# 510 Deleting Old Progams w new software update



## prazuch

Over the last couple days, my 510 has started deleting old programs, even though I had over 30 hours of available space. I didn't realize it was happening until yesterday when I suddenly had 40 hours available, now this morning I find I have 50 hours and a ton of missing saved shows, many of which were protected. I am livid!!

I will try to archive what's left before they're gone too, but this is crazy.

Anyone else having similar problems?


----------



## FTA Michael

In this thread http://www.dbstalk.com/showpost.php?p=957376&postcount=19, P Smith wrote of the new software update for the 510: "changed internal structures of metadata of recordings to accommodate coming DRM implementation"

DRM = digital rights management = at some point, for some reason, you won't be allowed to play your recordings. Maybe one step is to autodelete anything that's, say, over a year old? I have no idea.

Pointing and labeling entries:
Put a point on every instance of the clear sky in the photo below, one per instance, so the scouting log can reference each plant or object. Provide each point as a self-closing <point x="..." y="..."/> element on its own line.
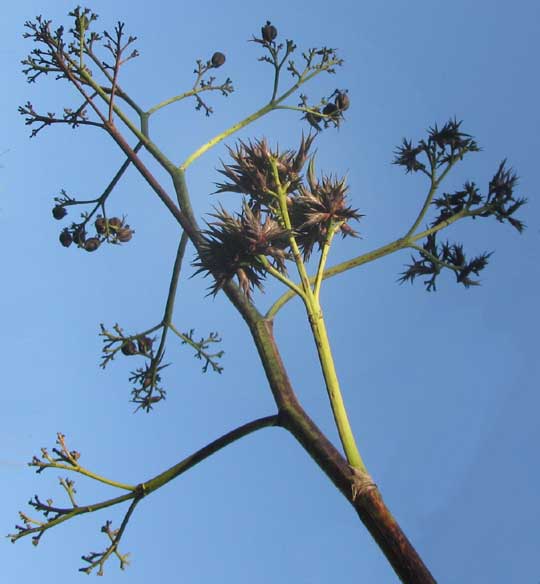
<point x="442" y="388"/>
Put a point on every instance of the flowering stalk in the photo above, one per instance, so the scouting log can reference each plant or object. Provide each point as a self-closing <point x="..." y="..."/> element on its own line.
<point x="316" y="320"/>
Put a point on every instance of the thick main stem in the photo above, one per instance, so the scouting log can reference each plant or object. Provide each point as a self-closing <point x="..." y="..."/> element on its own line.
<point x="369" y="503"/>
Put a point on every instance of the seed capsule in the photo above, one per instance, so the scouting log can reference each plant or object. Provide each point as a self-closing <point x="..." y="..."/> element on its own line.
<point x="330" y="109"/>
<point x="144" y="344"/>
<point x="59" y="212"/>
<point x="129" y="348"/>
<point x="92" y="244"/>
<point x="65" y="238"/>
<point x="101" y="225"/>
<point x="124" y="234"/>
<point x="269" y="32"/>
<point x="218" y="59"/>
<point x="79" y="236"/>
<point x="342" y="101"/>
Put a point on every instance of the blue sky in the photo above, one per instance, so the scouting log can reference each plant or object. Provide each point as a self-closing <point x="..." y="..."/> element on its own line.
<point x="441" y="387"/>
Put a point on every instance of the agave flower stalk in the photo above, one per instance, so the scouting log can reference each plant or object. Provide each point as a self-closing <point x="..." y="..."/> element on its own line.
<point x="310" y="297"/>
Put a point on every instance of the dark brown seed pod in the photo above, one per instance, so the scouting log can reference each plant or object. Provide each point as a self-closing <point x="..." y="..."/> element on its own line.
<point x="330" y="109"/>
<point x="79" y="235"/>
<point x="129" y="348"/>
<point x="59" y="212"/>
<point x="65" y="238"/>
<point x="92" y="244"/>
<point x="269" y="32"/>
<point x="124" y="234"/>
<point x="342" y="101"/>
<point x="101" y="225"/>
<point x="144" y="344"/>
<point x="115" y="223"/>
<point x="218" y="59"/>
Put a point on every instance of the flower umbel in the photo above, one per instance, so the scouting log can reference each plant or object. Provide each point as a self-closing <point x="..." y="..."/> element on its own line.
<point x="235" y="246"/>
<point x="251" y="173"/>
<point x="318" y="207"/>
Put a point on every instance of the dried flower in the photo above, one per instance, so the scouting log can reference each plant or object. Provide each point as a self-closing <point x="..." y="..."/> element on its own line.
<point x="318" y="207"/>
<point x="406" y="155"/>
<point x="233" y="246"/>
<point x="252" y="173"/>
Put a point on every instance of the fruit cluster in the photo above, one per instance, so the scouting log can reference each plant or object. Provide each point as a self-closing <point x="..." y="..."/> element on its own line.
<point x="113" y="230"/>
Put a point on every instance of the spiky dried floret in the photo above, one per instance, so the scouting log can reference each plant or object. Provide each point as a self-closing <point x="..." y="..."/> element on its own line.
<point x="252" y="173"/>
<point x="233" y="245"/>
<point x="318" y="207"/>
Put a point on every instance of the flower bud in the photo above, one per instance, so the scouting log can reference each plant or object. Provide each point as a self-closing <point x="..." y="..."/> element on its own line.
<point x="342" y="101"/>
<point x="115" y="223"/>
<point x="330" y="109"/>
<point x="59" y="212"/>
<point x="101" y="225"/>
<point x="65" y="238"/>
<point x="92" y="244"/>
<point x="129" y="348"/>
<point x="79" y="235"/>
<point x="218" y="59"/>
<point x="269" y="32"/>
<point x="144" y="344"/>
<point x="124" y="234"/>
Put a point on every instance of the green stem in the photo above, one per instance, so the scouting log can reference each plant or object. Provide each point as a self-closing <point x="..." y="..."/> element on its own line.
<point x="279" y="276"/>
<point x="322" y="260"/>
<point x="371" y="256"/>
<point x="90" y="474"/>
<point x="334" y="392"/>
<point x="318" y="327"/>
<point x="272" y="105"/>
<point x="435" y="182"/>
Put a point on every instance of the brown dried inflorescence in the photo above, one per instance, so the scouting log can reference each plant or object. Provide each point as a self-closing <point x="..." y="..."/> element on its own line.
<point x="252" y="173"/>
<point x="233" y="246"/>
<point x="319" y="206"/>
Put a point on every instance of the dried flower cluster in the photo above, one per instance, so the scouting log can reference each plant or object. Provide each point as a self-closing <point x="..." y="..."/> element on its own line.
<point x="443" y="148"/>
<point x="113" y="230"/>
<point x="435" y="257"/>
<point x="329" y="112"/>
<point x="277" y="195"/>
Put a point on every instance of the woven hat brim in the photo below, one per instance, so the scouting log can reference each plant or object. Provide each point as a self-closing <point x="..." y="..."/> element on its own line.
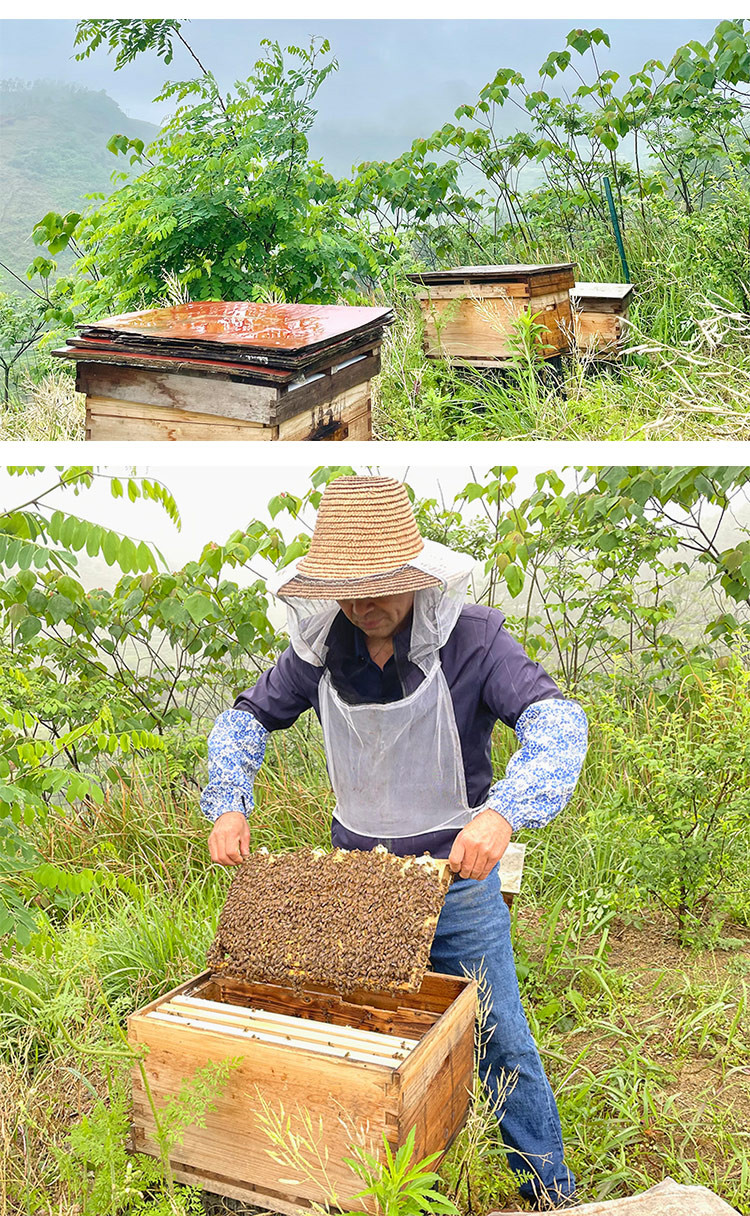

■ **Requests**:
- A) Copy the 510 thread from the words "I will try to" through the words "have no idea.", swapping "recordings" for "saved shows".
- B) Answer these questions from the 510 thread.
(i) How much available space did the first poster have before the deletions began?
(ii) How many hours were available on the morning the first poster wrote?
(iii) According to the second post, what does DRM stand for?

■ **Solution set**:
- A)
I will try to archive what's left before they're gone too, but this is crazy.

Anyone else having similar problems?


----------



## FTA Michael

In this thread http://www.dbstalk.com/showpost.php?p=957376&postcount=19, P Smith wrote of the new software update for the 510: "changed internal structures of metadata of saved shows to accommodate coming DRM implementation"

DRM = digital rights management = at some point, for some reason, you won't be allowed to play your saved shows. Maybe one step is to autodelete anything that's, say, over a year old? I have no idea.

- B)
(i) Over 30 hours.
(ii) 50 hours.
(iii) Digital rights management.